Requirement: Starting at the first line of the data below, repeat each line word for word up to and including the line with "target: child sitting cross-legged".
=======
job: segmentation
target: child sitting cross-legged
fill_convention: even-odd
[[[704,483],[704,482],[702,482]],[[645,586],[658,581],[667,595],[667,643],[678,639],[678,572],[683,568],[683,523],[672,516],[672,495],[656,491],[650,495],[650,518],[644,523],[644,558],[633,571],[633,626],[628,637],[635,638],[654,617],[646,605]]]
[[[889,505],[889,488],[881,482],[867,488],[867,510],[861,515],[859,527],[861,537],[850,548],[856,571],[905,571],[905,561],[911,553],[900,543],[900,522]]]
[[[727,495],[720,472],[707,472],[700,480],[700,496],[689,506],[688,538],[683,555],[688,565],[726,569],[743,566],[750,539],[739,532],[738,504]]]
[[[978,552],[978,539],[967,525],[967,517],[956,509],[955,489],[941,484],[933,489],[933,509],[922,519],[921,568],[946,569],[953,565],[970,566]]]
=======
Answer to this task:
job: segmentation
target: child sitting cross-legged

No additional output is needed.